A Torre de Babel pintada por Pieter Brueghel, o Velho.| Foto: Pieter Brueghel, o Velho/Domínio público

Guerra e Paz, livro mais famoso de Tolstói, traduz a palavra russa Mir (мир) como Paz. Na ortografia russa moderna, a palavra significa não apenas “paz”, mas também é o termo técnico para terra comunitária, sistema. É a tradução de “mundo”, na expressão “mundo virtual”. Pode significar toda a humanidade; comunidade; sentido; sentimento; história; quietude; vila; reino; universo. A palavra grega cosmos  também significa simultaneamente um local, o universo, e a paz da ordem natural das coisas: a harmonia. Tem como antônimo a palavra kaos, herdada pelo português: caos.

Quando o livro de Tolstói foi lançado, a ortografia russa soletrava diferentemente esses dois significados, “terra” e “paz”. O autor escolheu a grafia cuja tradução portuguesa ficou melhor como “Guerra e Paz” do que “Guerra e Mundo” ou “Guerra e Terra”. Ainda hoje, entretanto, os especialistas discutem essa acepção paralela, já que não apenas depois de Tolstói, mas também antes, no primeiro registro escrito de qualquer língua eslava, o eslavônio eclesiástico, uma só palavra era usada com essas duas vertentes de significado: miru significava, além de paz, comunidade e alegria.

Qualquer expressão linguística, mesmo não vindo de outra língua ou época, tem muitas interpretações. Confúcio dizia que “a Harmonia dos Mundos depende da retificação dos nomes” – ou coisa parecida, considerando a traição que é trazer para o português essa frase daquela época e língua tão distantes.

* _O QUE FAZER_
Transcreva fielmente um trecho do texto sobre a palavra mir: comece nas palavras que trazem "Quando o livro" e pare logo depois de "comunidade e alegria.". Os registros não têm relação alguma com o texto sobre a palavra mir.

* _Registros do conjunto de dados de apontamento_
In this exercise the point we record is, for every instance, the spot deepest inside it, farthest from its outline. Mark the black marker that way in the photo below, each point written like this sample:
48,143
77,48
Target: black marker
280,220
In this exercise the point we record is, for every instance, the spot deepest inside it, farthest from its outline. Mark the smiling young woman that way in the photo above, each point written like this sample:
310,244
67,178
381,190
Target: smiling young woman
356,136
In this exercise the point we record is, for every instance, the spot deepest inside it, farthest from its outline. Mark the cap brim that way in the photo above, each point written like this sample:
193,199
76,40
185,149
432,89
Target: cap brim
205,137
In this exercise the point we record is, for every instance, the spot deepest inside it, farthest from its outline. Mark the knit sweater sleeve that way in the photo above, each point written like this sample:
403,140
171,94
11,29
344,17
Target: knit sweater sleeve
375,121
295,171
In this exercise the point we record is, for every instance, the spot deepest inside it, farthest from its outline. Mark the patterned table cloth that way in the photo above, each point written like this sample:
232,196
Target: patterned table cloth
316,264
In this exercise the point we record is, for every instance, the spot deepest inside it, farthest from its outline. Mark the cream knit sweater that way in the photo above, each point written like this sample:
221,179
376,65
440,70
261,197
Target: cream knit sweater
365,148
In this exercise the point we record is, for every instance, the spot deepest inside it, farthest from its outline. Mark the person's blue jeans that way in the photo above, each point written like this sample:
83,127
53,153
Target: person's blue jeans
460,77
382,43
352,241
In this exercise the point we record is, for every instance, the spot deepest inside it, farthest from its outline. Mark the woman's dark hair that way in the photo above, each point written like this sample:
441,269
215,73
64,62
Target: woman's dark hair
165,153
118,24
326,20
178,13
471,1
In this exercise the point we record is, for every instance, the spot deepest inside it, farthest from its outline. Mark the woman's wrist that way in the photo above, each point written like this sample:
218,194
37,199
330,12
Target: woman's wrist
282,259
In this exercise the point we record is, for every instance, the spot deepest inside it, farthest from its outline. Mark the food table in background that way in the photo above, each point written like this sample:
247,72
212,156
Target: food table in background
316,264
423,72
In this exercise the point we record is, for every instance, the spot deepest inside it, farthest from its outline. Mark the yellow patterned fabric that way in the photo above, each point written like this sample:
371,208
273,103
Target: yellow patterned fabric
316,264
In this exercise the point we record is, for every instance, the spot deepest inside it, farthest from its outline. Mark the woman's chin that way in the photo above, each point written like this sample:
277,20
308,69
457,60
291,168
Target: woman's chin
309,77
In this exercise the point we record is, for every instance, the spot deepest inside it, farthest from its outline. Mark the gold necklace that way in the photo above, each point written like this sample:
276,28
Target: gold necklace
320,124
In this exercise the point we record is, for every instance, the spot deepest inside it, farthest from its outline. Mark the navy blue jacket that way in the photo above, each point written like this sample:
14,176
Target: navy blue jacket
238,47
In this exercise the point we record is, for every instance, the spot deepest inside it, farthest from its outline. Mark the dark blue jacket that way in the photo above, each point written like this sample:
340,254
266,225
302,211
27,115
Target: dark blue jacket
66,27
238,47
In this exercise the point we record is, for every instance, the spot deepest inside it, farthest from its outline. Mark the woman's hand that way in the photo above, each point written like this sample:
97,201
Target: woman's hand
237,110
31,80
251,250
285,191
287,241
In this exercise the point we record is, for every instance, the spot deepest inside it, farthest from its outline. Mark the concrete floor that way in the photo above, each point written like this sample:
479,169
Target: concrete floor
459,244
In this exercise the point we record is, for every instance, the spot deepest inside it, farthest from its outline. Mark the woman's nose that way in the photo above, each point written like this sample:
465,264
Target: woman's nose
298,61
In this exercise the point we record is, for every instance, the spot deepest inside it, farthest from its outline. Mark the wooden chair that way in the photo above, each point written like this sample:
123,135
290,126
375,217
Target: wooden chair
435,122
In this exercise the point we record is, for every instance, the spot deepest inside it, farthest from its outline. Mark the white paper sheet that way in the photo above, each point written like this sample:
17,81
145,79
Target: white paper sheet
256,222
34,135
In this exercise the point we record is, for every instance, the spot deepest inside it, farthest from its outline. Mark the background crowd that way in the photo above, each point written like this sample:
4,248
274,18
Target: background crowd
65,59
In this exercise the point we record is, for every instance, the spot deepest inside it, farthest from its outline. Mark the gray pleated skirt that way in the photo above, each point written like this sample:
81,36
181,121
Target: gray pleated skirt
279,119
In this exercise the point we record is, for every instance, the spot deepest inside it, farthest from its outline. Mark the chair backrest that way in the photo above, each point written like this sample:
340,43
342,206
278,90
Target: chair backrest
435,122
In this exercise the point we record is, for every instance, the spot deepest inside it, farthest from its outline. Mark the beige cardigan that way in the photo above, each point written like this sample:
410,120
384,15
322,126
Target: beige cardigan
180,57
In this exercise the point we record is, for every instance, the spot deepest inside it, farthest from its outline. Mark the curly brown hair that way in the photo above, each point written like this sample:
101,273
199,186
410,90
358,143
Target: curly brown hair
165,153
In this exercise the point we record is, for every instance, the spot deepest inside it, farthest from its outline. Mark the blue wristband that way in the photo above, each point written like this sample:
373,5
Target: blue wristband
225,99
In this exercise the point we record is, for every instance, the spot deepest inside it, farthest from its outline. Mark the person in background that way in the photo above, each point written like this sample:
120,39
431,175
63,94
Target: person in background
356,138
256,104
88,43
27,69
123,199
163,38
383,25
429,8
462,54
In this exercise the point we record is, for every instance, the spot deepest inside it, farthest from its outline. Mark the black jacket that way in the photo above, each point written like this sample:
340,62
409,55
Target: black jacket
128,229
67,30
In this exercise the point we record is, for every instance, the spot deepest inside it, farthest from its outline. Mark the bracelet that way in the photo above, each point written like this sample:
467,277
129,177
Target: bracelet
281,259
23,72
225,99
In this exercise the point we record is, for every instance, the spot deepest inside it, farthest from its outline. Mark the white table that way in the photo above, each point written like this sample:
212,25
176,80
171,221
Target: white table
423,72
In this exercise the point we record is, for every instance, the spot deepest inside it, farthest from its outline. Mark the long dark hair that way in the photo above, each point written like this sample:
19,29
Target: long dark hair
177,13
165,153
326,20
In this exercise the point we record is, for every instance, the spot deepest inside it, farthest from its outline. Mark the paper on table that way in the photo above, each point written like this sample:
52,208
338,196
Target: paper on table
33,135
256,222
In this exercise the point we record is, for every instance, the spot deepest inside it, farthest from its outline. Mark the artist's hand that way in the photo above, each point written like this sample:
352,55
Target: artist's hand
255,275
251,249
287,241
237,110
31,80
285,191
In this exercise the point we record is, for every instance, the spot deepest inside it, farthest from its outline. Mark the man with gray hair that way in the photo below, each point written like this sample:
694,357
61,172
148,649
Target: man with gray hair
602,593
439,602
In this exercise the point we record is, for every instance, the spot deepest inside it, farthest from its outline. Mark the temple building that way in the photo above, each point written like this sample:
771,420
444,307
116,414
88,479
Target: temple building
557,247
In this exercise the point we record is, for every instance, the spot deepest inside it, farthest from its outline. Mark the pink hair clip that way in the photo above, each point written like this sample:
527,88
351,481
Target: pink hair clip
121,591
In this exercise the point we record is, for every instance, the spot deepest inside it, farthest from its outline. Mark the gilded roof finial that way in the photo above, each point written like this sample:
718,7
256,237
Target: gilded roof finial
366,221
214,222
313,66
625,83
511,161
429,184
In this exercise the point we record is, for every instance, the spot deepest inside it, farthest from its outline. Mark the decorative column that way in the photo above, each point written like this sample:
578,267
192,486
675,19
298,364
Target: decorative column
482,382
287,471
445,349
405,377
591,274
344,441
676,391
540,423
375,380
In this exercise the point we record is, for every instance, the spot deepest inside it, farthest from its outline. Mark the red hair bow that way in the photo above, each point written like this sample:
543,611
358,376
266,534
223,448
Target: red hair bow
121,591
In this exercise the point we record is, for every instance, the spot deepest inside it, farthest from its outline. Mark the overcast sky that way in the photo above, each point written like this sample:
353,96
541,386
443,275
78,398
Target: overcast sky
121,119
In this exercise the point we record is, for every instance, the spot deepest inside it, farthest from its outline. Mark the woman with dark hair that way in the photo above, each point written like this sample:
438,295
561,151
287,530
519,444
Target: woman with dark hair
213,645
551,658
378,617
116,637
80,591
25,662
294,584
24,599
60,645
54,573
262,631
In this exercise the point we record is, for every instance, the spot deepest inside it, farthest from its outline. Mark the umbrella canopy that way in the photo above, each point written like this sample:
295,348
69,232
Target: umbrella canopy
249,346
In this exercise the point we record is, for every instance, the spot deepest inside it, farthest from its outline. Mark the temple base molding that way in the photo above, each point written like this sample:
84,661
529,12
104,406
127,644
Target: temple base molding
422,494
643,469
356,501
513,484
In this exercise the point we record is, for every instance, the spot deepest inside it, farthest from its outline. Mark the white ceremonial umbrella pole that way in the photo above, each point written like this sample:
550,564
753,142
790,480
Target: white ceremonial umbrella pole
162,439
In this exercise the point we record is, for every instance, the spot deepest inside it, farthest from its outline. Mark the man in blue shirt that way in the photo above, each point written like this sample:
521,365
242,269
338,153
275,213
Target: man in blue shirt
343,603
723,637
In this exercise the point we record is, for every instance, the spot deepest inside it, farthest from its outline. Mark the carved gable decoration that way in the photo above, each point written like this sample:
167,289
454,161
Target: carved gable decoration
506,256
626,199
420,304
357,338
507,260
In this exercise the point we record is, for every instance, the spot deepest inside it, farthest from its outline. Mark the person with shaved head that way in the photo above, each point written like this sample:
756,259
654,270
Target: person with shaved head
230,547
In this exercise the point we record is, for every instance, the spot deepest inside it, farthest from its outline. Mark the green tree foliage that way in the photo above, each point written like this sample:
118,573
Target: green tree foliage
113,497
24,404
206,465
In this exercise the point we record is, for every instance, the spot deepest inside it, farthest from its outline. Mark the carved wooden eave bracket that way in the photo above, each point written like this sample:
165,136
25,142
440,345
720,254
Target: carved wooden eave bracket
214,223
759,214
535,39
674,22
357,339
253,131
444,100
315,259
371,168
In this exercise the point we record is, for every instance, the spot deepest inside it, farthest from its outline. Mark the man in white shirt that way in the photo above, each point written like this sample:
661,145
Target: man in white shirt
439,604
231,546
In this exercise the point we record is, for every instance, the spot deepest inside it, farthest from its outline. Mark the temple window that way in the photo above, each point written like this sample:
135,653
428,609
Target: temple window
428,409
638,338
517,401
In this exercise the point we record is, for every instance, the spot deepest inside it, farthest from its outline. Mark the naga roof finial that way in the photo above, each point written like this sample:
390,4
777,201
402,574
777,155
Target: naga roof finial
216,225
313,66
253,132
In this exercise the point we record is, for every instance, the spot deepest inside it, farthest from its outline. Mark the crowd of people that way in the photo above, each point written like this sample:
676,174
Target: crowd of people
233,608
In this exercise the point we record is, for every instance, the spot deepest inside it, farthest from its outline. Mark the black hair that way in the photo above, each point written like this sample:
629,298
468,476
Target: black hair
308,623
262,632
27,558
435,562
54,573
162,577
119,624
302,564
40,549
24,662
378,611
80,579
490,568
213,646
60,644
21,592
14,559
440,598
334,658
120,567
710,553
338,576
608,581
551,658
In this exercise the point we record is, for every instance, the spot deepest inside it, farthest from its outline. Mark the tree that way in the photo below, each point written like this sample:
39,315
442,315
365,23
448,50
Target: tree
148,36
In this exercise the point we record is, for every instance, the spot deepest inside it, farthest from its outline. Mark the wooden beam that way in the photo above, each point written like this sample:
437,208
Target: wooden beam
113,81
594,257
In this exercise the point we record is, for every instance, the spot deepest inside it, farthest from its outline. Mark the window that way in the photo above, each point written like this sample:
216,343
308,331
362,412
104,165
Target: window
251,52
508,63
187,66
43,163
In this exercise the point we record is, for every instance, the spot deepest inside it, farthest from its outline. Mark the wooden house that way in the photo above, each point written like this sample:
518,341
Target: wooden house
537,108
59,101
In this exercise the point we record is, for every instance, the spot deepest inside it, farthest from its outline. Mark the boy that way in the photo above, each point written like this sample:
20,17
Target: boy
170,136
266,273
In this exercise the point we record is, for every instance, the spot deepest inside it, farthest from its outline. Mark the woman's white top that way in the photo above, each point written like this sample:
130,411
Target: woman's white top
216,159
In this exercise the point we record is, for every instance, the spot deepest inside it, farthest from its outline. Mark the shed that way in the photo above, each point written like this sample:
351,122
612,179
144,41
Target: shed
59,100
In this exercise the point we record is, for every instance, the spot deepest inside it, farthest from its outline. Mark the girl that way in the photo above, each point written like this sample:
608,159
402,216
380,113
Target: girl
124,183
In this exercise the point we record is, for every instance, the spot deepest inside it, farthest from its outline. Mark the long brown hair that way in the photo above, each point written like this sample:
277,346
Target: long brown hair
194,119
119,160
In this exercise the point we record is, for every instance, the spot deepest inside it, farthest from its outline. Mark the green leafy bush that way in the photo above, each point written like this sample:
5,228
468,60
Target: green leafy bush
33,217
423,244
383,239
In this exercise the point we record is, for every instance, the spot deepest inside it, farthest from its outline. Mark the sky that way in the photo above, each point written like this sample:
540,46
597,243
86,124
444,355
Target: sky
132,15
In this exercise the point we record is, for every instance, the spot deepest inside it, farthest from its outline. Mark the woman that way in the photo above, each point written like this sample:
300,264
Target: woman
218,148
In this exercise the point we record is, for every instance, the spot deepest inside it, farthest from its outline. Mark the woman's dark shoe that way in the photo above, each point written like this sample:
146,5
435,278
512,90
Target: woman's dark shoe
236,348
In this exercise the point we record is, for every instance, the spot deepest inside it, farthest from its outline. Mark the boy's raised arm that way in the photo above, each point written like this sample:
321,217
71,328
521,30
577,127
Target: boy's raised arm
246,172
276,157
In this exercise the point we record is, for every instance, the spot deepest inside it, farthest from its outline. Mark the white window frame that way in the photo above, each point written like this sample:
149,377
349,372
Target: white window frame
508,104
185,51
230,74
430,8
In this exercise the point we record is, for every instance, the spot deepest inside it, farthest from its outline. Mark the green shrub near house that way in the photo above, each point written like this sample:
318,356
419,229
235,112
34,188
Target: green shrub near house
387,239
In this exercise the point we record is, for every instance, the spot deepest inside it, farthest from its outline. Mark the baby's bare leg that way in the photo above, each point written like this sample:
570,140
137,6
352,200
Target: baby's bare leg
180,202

* _RESULTADO DO EXERCÍCIO_
Quando o livro de Tolstói foi lançado, a ortografia russa soletrava diferentemente esses dois significados, “terra” e “paz”. O autor escolheu a grafia cuja tradução portuguesa ficou melhor como “Guerra e Paz” do que “Guerra e Mundo” ou “Guerra e Terra”. Ainda hoje, entretanto, os especialistas discutem essa acepção paralela, já que não apenas depois de Tolstói, mas também antes, no primeiro registro escrito de qualquer língua eslava, o eslavônio eclesiástico, uma só palavra era usada com essas duas vertentes de significado: miru significava, além de paz, comunidade e alegria.